▶ _What you need to do_:
Among the entries below, find how many lines carry the word "task" and state only that figure.

Records for this exercise: Begin

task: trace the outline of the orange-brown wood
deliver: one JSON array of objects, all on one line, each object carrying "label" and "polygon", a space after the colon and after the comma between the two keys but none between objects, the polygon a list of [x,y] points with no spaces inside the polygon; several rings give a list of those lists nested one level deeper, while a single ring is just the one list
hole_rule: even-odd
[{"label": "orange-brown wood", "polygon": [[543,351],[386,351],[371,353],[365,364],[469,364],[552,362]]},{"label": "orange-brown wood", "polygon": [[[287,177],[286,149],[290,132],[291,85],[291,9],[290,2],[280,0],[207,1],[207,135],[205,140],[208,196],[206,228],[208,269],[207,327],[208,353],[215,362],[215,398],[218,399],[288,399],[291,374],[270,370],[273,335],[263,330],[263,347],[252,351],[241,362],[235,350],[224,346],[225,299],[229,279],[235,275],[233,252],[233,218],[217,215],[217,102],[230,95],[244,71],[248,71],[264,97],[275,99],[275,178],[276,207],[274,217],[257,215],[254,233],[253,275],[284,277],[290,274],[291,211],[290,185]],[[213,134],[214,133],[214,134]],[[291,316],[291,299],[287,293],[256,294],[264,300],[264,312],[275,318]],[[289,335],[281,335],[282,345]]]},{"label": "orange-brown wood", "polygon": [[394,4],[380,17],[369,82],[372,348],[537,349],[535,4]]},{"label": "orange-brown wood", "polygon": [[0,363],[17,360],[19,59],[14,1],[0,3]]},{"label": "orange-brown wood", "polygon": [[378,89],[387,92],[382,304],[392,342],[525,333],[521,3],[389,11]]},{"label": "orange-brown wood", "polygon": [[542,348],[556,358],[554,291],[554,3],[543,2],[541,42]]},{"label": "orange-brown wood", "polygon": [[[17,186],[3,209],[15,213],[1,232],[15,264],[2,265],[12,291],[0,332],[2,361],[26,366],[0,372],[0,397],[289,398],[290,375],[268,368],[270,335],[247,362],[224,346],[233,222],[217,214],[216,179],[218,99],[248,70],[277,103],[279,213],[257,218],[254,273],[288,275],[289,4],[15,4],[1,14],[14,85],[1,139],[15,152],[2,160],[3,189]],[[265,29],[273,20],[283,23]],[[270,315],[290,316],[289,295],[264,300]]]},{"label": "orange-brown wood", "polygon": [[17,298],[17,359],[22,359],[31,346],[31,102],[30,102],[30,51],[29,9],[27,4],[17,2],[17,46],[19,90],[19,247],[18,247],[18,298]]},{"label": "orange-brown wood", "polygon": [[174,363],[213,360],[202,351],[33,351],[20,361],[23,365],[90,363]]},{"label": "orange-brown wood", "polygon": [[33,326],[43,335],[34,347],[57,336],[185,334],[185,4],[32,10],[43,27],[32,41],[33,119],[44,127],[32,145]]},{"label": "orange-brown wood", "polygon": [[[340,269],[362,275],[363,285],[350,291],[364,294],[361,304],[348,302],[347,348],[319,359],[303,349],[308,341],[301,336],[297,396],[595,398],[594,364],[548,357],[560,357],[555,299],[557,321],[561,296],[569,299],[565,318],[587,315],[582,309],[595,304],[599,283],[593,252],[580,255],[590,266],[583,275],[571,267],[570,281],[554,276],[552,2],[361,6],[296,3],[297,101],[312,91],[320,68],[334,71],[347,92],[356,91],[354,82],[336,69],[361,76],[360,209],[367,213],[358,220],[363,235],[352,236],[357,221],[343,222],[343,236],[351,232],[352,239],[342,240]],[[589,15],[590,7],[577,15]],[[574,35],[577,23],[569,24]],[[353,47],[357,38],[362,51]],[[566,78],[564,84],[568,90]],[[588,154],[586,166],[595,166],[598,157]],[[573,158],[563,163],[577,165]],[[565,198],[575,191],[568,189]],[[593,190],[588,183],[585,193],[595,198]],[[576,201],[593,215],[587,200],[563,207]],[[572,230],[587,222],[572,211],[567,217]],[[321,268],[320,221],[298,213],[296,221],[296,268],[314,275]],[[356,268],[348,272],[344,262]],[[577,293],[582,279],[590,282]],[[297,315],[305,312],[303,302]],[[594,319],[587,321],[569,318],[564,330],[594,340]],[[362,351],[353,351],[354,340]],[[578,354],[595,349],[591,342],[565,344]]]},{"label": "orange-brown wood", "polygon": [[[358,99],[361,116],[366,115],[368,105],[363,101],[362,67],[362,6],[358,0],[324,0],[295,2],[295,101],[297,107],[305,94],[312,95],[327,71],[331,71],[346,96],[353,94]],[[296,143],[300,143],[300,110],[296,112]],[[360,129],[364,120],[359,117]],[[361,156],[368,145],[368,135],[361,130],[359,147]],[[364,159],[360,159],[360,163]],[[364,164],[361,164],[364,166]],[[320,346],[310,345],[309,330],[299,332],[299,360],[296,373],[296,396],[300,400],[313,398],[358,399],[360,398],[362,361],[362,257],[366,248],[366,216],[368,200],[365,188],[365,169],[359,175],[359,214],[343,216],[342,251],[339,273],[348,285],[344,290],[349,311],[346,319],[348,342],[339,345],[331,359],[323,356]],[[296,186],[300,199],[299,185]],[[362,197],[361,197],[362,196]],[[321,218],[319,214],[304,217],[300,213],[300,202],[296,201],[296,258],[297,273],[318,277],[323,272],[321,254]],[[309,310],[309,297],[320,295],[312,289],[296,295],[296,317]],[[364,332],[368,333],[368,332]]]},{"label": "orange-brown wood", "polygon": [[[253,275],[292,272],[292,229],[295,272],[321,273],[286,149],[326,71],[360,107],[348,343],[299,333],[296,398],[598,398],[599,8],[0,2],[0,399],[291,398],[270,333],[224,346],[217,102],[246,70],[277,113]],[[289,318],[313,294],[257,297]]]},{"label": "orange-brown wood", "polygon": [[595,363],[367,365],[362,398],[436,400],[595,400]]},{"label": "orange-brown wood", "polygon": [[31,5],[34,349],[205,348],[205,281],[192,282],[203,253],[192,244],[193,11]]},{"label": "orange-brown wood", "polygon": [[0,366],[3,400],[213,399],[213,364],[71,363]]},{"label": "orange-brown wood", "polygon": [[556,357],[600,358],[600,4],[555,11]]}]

Records for this exercise: End
Records for this exercise: Begin

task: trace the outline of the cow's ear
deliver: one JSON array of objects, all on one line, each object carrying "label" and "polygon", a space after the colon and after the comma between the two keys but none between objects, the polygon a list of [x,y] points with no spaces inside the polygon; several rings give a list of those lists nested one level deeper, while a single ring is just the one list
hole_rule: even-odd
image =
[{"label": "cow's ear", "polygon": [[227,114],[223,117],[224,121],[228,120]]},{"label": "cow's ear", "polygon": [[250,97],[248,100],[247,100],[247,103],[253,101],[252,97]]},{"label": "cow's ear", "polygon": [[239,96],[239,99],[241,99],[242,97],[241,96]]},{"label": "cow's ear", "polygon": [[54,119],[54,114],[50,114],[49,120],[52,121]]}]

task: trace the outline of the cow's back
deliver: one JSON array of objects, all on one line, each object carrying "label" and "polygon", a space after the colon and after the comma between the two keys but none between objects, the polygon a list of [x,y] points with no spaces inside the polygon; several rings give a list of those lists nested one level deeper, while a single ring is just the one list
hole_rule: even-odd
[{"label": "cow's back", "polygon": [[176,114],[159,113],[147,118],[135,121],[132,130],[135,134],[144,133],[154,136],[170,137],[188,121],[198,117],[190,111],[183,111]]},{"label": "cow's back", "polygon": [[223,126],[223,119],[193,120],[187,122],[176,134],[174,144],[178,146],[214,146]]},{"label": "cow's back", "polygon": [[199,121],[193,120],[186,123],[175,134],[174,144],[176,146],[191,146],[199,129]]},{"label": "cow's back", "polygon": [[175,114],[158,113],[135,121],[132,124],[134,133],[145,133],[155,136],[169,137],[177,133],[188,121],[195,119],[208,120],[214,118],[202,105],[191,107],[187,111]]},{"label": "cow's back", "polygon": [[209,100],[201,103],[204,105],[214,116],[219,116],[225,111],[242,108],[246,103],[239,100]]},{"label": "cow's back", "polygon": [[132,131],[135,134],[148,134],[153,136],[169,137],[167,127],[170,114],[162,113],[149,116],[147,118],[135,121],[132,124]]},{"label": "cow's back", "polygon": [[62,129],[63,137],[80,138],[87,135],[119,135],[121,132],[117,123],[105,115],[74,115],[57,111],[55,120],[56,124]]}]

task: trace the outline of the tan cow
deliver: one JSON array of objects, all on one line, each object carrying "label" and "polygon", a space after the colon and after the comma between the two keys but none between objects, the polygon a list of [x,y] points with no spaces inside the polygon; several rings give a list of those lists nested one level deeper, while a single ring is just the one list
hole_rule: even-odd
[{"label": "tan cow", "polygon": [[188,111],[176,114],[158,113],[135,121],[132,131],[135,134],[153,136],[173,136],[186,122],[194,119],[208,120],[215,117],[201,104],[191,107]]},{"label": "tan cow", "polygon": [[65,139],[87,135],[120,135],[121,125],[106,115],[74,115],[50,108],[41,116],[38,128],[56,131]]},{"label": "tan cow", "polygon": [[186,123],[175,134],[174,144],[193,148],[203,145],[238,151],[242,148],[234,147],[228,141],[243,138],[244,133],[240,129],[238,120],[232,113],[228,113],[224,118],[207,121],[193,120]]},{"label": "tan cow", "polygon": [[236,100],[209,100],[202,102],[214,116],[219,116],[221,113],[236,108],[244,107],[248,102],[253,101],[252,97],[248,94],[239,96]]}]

Records for this exercise: End

▶ _Exercise response_:
4